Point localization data
************
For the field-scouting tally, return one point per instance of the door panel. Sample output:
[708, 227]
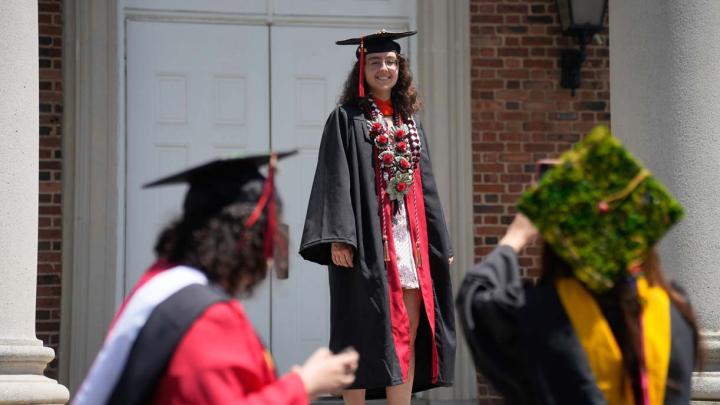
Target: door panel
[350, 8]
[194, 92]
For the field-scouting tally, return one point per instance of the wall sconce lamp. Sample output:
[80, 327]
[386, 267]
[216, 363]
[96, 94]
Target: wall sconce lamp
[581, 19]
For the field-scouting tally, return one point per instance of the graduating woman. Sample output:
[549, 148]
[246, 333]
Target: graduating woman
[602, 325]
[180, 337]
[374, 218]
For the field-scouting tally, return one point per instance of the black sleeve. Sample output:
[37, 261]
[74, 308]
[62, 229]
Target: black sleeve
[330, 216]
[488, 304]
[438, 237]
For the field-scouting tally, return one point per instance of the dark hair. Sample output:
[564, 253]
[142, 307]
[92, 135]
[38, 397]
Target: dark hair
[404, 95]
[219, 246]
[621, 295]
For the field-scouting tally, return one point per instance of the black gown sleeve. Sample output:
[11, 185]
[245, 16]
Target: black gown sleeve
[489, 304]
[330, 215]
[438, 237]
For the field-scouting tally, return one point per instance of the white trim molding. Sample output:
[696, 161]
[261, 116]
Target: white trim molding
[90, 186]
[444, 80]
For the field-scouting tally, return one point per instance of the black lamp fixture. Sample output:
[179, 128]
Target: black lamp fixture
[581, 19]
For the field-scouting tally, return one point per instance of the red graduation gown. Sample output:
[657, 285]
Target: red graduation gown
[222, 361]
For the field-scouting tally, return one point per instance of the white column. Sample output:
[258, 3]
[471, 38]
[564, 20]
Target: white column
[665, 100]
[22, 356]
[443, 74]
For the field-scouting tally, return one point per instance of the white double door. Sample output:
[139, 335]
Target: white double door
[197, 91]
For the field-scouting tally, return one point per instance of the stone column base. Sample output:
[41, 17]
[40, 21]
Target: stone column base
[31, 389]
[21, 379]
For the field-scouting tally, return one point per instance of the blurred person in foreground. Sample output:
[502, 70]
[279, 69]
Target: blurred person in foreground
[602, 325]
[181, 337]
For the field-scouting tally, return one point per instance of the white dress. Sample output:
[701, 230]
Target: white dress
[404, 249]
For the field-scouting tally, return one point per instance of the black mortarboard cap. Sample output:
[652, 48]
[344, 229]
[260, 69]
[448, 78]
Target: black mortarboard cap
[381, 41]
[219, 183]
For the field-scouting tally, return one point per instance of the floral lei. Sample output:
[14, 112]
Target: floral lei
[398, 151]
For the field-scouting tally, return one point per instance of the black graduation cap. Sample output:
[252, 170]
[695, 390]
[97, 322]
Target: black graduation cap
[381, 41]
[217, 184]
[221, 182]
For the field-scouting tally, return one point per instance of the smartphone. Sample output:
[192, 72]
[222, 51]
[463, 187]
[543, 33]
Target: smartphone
************
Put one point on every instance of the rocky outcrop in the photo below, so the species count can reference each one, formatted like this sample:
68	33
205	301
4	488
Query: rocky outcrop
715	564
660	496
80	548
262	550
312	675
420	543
************
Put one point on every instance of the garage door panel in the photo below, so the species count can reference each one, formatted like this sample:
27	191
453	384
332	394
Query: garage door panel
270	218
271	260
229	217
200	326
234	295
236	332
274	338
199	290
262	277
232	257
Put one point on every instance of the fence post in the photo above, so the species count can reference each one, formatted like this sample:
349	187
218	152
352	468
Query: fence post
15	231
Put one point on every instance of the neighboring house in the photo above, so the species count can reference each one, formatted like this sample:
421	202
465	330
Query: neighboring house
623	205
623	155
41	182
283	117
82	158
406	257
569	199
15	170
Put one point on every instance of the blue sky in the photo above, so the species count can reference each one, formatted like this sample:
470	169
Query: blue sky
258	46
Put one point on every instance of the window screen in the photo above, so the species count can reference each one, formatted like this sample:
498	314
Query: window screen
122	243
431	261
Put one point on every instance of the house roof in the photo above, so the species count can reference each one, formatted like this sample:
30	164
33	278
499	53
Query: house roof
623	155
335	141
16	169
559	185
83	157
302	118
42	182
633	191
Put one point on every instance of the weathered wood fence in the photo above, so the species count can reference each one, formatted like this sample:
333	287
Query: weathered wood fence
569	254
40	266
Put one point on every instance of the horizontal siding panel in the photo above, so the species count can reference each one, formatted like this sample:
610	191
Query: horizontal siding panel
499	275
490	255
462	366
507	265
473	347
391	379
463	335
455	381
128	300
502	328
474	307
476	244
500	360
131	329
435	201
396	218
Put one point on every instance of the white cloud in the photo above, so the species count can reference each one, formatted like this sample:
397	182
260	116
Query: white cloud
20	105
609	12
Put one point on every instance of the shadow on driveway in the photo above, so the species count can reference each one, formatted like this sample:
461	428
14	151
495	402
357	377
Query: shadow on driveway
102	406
************
> [Requirement] In the lines above, locate the string "below". Copy every line where it occurs.

> [Answer to the problem]
Put one point on every instance of the rocky outcrop in the photo below, so the species count can reference each one, formatted like this sample:
Put one point on every instance of the garage door panel in the photo below, so the species count can reference each one, formatted like this sample:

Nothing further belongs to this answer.